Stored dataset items
⟨
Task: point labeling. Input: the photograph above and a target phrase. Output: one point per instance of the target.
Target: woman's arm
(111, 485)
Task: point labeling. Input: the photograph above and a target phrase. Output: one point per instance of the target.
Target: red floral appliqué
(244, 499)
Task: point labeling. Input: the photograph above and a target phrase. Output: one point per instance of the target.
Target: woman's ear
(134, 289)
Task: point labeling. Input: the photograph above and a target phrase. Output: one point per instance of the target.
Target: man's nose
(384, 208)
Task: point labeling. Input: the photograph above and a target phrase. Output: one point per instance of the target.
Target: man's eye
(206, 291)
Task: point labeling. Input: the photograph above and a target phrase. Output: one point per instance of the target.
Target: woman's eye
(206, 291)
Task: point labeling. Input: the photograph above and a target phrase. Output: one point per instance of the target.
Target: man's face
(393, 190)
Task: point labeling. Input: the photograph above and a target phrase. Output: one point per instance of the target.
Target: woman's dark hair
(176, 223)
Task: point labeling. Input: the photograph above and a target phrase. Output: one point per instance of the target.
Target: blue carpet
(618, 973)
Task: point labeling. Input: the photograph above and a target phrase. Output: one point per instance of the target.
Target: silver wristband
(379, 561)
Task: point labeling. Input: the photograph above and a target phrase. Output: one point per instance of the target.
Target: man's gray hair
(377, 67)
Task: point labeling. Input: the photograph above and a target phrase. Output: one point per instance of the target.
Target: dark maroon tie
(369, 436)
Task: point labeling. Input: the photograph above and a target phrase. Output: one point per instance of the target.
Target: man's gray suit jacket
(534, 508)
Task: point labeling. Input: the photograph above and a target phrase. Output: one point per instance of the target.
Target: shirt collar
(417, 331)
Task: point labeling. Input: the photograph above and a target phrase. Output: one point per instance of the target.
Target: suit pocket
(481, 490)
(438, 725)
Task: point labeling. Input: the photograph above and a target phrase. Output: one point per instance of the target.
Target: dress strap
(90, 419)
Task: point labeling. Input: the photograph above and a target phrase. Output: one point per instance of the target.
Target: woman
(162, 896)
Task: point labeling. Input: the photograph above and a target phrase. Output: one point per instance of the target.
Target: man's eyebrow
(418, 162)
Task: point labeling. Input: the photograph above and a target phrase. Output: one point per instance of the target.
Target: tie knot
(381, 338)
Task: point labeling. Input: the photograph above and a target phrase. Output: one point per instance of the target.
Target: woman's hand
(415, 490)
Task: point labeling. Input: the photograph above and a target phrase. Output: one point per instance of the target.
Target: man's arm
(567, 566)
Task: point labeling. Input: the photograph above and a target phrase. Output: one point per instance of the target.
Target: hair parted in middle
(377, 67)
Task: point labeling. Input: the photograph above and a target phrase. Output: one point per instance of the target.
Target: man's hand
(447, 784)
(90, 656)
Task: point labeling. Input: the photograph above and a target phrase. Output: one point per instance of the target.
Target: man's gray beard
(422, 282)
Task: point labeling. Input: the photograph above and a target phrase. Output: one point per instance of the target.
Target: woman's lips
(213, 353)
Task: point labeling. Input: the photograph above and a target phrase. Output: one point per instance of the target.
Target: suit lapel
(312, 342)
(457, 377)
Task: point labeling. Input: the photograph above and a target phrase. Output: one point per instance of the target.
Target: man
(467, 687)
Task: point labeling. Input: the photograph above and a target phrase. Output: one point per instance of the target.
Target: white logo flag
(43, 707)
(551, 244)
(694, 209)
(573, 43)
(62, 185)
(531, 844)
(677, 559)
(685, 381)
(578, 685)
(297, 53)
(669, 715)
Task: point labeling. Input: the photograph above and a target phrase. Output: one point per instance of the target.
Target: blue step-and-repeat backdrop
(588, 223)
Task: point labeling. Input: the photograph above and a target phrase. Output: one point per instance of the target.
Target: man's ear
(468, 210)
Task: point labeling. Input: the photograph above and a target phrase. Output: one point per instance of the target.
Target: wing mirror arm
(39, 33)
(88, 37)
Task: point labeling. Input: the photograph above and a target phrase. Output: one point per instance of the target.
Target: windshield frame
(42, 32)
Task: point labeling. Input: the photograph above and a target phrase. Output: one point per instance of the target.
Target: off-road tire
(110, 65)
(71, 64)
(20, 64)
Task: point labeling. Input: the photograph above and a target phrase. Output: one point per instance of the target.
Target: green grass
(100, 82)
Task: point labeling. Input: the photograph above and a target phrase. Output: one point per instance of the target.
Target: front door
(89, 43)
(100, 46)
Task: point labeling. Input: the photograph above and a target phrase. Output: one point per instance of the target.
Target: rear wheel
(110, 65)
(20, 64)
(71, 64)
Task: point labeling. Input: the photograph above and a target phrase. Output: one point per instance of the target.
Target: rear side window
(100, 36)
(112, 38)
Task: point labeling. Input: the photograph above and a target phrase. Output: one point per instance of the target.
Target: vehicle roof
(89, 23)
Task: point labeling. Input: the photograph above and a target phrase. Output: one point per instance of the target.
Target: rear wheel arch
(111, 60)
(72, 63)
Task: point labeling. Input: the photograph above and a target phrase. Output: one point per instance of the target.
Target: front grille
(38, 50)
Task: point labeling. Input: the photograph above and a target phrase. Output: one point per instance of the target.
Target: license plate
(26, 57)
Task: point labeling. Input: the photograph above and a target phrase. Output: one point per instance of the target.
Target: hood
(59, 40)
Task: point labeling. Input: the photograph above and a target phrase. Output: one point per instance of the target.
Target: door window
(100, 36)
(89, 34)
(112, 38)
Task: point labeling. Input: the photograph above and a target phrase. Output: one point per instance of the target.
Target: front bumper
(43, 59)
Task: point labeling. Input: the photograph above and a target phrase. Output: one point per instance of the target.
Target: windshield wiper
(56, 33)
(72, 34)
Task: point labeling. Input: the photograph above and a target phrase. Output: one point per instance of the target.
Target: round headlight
⟩
Prompt: Please restate every record above word for word.

Written solution:
Task: point labeling. Input: the photograph above and a target phrase. Output: one point per instance of the target.
Target: woman's arm
(111, 485)
Task: point labeling. Input: the photograph above and a target phrase. Output: one point per instance of the target.
Target: red floral appliqué
(244, 499)
Task: point labeling. Input: the photograph above and a target phrase. Output: one point per instance of the target.
Target: woman's ear
(134, 289)
Task: point labeling. Input: the photograph above and a target phrase. Output: one point per instance of the target.
Target: man's nose
(384, 208)
Task: point labeling. Input: the photograph above and a target phrase. Output: one point per instance of the target.
Target: man's eye
(206, 291)
Task: point labeling. Input: the photograph above and a target phrase. Output: one point per instance of the target.
Target: woman's eye
(206, 291)
Task: point labeling. Input: the photograph above and a target phrase. Output: one point per instance of the target.
Target: man's face
(393, 190)
Task: point labeling. Input: the photograph above and a target phrase. Output: one point per instance of the target.
Target: woman's dark hair
(176, 223)
Task: point labeling. Input: the photograph above and a target phrase. Output: one point per instance of the target.
Target: blue carpet
(618, 973)
Task: point labeling. Input: the photograph above and a target phrase. Output: one point per instance of the target.
Target: silver wristband
(379, 561)
Task: point labeling. Input: the photograph above and a target phrase. Output: one point per instance of the target.
Target: man's gray hair
(377, 67)
Task: point labeling. Input: the photograph above and a target phrase. Output: one point per instance of the target.
Target: dark maroon tie
(369, 436)
Task: point labeling. Input: the photograph above and a target phrase. Output: one point per instance of the target.
Target: man's gray suit jacket
(534, 508)
Task: point labeling. Input: the photograph above and a target phrase. Output: one point per instance of the target.
Target: shirt collar
(417, 331)
Task: point labeling. Input: the photograph above and a target phrase. Output: one point per instance of the target.
Target: suit pocket
(481, 490)
(438, 725)
Task: point labeling. Input: the photograph above and a target phrase. Output: one point per instance of the target.
Target: dress strap
(90, 419)
Task: point labeling. Input: the photograph above and a target phrase. Output: one point per instance of the target.
Target: woman
(162, 896)
Task: point labeling. Input: the photograph above and a target phrase. Output: one point per instance of the target.
Target: man's eyebrow
(418, 162)
Task: point labeling. Input: the photograph above and a target phrase. Output: one point per instance of the target.
Target: tie knot
(381, 338)
Task: point labeling. Input: the photograph above and a target phrase. Output: one point per instance of the target.
Target: woman's hand
(415, 490)
Task: point labeling. Input: the photograph above and a target phrase. Output: one point per instance of the target.
Target: man's arm
(567, 566)
Task: point labeling. Input: the photograph above and a target phrase. Output: one point per instance of the target.
Target: hair parted in middle
(377, 67)
Task: point labeling. Input: the photograph above and a target phrase. Output: one point per instance of the target.
Target: man's hand
(447, 784)
(90, 656)
Task: point labeling. Input: the photograph above and a target phrase. Output: one point per instance of the target.
Target: man's gray beard
(422, 282)
Task: point labeling. Input: the photograph above and a target phrase. Output: one point per instance of the target.
Target: woman's lips
(213, 353)
Task: point labeling. Input: the photograph above and a target phrase. Output: one point per instance of the target.
Target: suit lapel
(312, 342)
(457, 377)
Task: point labeling. Input: the photograph above and a target phrase. Output: one point per instance of the target.
Target: man
(467, 687)
Task: point labeling. Input: the photograph above and a target phrase. Output: one point per instance of the target.
Target: white logo flag
(43, 707)
(551, 244)
(694, 209)
(573, 43)
(62, 185)
(531, 844)
(677, 559)
(685, 381)
(578, 685)
(297, 53)
(669, 715)
Task: point labeling. Input: the photograph above and a target phrase. Output: one point per instance of the target.
Target: blue step-and-repeat backdrop
(588, 223)
Task: point labeling. Input: the photograph above and a target phrase. Output: one point per instance of the target.
Target: man's ear
(468, 210)
Task: point labeling. Input: the photograph above and a target phrase. Output: one point per instance of the target.
Target: wing mirror arm
(39, 33)
(88, 37)
Task: point labeling. Input: the photograph above and a target phrase. Output: one point per instance of the target.
Target: windshield frame
(42, 32)
Task: point labeling. Input: the photograph above and a target phrase. Output: one point per instance of the target.
Target: off-road tire
(110, 65)
(71, 64)
(20, 64)
Task: point labeling. Input: the photograph above and a target phrase. Output: one point per instance of the target.
Target: green grass
(100, 82)
Task: point labeling. Input: the photograph above and a target phrase. Output: one point per instance of the target.
Target: front door
(89, 43)
(100, 46)
Task: point labeling. Input: the photograph above and a target phrase. Output: one point per instance of the target.
Target: rear wheel
(110, 65)
(20, 64)
(71, 64)
Task: point labeling. Input: the photograph above and a target phrase. Output: one point per instance of the target.
Target: rear side window
(100, 36)
(112, 38)
Task: point labeling. Input: the photograph above and a target phrase. Output: one point per instance of the target.
Target: vehicle roof
(89, 23)
Task: point labeling. Input: the photograph above and a target phrase. Output: one point per instance of the target.
Target: rear wheel arch
(111, 60)
(72, 63)
Task: point labeling. Input: the photograph above and a target phrase. Output: one point per instance of the target.
Target: front grille
(38, 50)
Task: point labeling. Input: the photograph above and a target phrase. Output: one point per instance of the target.
Target: license plate
(26, 57)
Task: point labeling. Input: the photograph above and a target phrase. Output: one point per instance of the target.
Target: hood
(59, 40)
Task: point labeling. Input: the photograph above and a target phrase. Output: one point per instance of the target.
Target: door window
(100, 36)
(89, 34)
(112, 38)
Task: point labeling. Input: the photograph above and a target phrase. Output: one point per instance of the target.
Target: front bumper
(43, 59)
Task: point labeling. Input: the photograph above and a target phrase. Output: one point per instance of the target.
Target: windshield wiper
(56, 33)
(72, 34)
Task: point labeling. Input: the photograph above and a target phrase. Output: one point per instance of the target.
Target: round headlight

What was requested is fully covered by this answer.